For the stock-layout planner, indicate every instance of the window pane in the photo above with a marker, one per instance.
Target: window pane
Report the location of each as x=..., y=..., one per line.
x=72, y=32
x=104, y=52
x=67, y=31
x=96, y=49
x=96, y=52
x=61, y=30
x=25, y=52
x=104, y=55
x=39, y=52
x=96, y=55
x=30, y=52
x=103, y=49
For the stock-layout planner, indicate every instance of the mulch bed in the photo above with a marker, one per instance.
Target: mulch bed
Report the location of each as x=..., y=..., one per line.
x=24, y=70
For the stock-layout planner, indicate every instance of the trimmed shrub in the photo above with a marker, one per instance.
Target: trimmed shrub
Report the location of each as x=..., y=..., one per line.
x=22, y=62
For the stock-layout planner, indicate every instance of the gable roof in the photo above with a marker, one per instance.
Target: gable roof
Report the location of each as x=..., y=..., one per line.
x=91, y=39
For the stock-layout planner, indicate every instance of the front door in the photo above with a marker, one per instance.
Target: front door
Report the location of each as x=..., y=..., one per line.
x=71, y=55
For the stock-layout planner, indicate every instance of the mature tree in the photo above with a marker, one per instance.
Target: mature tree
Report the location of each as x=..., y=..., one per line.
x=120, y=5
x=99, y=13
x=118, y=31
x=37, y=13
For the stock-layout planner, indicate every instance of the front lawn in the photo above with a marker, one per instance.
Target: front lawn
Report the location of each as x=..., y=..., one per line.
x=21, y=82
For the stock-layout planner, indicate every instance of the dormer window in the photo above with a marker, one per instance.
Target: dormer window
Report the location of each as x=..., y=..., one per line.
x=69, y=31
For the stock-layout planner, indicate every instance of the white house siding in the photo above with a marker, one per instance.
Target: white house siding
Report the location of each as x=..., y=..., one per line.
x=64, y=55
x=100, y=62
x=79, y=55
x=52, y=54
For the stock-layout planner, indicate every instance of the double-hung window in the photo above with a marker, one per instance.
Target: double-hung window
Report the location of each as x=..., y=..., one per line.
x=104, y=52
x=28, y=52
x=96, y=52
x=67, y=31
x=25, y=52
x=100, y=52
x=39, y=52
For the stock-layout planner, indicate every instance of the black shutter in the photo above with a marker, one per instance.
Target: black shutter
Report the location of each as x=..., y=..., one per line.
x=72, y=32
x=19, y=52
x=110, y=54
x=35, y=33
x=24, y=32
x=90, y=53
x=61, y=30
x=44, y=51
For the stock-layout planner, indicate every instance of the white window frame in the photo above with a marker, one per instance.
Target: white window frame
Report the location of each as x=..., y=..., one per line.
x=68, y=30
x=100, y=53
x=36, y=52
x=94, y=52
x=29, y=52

——————————

Put every line of the items above into a Markdown table with the columns No. and Line, numbering the rows in order and leaving out any blank lines.

● Correct result
| No. | Line |
|---|---|
| 1 | For the stock-layout planner, indicate every instance of the window pane in the photo above with a marker, one per instance. |
| 2 | Target: window pane |
| 3 | Report the location of each as x=..., y=..., one per line. |
| 4 | x=72, y=32 |
| 5 | x=104, y=52 |
| 6 | x=67, y=31 |
| 7 | x=96, y=49 |
| 8 | x=96, y=52 |
| 9 | x=61, y=30 |
| 10 | x=25, y=52 |
| 11 | x=104, y=55 |
| 12 | x=39, y=52 |
| 13 | x=96, y=55 |
| 14 | x=30, y=52 |
| 15 | x=103, y=49 |
| 16 | For the stock-layout planner, indicate every instance of the mulch bed in the photo above with a marker, one per instance. |
| 17 | Target: mulch bed |
| 18 | Report the location of each as x=..., y=..., one per line. |
| 19 | x=24, y=70 |
| 20 | For the stock-layout planner, indicate every instance of the trimmed shrub in the photo above with a marker, one per instance. |
| 21 | Target: trimmed shrub |
| 22 | Report the location of each as x=..., y=..., one per line. |
| 23 | x=22, y=62 |
| 24 | For the stock-layout planner, indicate every instance of the gable roof in the photo above with a marker, one per instance. |
| 25 | Target: gable roof |
| 26 | Report the location of each as x=..., y=..., one per line. |
| 27 | x=91, y=39 |
| 28 | For the stock-layout planner, indicate every instance of the front door in the photo above with a marker, one per instance. |
| 29 | Target: front door |
| 30 | Report the location of each as x=..., y=..., one per line. |
| 31 | x=71, y=55 |
| 32 | For the stock-layout planner, indicate every instance of the mature tree in the photo above with a marker, one per instance. |
| 33 | Target: mature tree |
| 34 | Report the location of each as x=..., y=..., one per line. |
| 35 | x=120, y=5 |
| 36 | x=99, y=13 |
| 37 | x=118, y=31 |
| 38 | x=37, y=13 |
| 39 | For the stock-layout planner, indicate every instance of the front lawn in the photo above with a marker, one per instance. |
| 40 | Target: front lawn |
| 41 | Report the location of each as x=..., y=..., one per line. |
| 42 | x=21, y=82 |
| 43 | For the stock-layout planner, indicate every instance of the dormer window in the photo above with a marker, one per instance. |
| 44 | Target: dormer window |
| 45 | Report the location of each as x=..., y=..., one per line. |
| 46 | x=69, y=31 |
| 47 | For the stock-layout planner, indicate every instance of the white house siding in the photo above with a marker, one per instance. |
| 48 | Target: white house siding |
| 49 | Report the location of each as x=..., y=..., one per line. |
| 50 | x=64, y=55 |
| 51 | x=100, y=62 |
| 52 | x=79, y=55 |
| 53 | x=52, y=54 |
| 54 | For the stock-layout planner, indicate every instance of the double-hung window in the photo above with a marker, one per instance. |
| 55 | Target: double-hung window |
| 56 | Report the location of each as x=..., y=..., one per line. |
| 57 | x=104, y=52 |
| 58 | x=28, y=52 |
| 59 | x=96, y=52 |
| 60 | x=67, y=31 |
| 61 | x=25, y=52 |
| 62 | x=100, y=52 |
| 63 | x=39, y=52 |
| 64 | For the stock-layout planner, indicate every instance of the black shutter in the photo above with a marker, one per instance. |
| 65 | Target: black shutter |
| 66 | Report the location of each as x=..., y=..., one per line. |
| 67 | x=72, y=32 |
| 68 | x=19, y=52 |
| 69 | x=110, y=54 |
| 70 | x=35, y=33 |
| 71 | x=24, y=32 |
| 72 | x=90, y=53 |
| 73 | x=61, y=30 |
| 74 | x=44, y=51 |
| 75 | For the stock-layout planner, indicate every instance of the white window frame in the photo above with a marker, one per instance. |
| 76 | Target: white window frame |
| 77 | Report the location of each as x=..., y=..., one per line. |
| 78 | x=68, y=30 |
| 79 | x=100, y=53 |
| 80 | x=36, y=52 |
| 81 | x=94, y=52 |
| 82 | x=29, y=52 |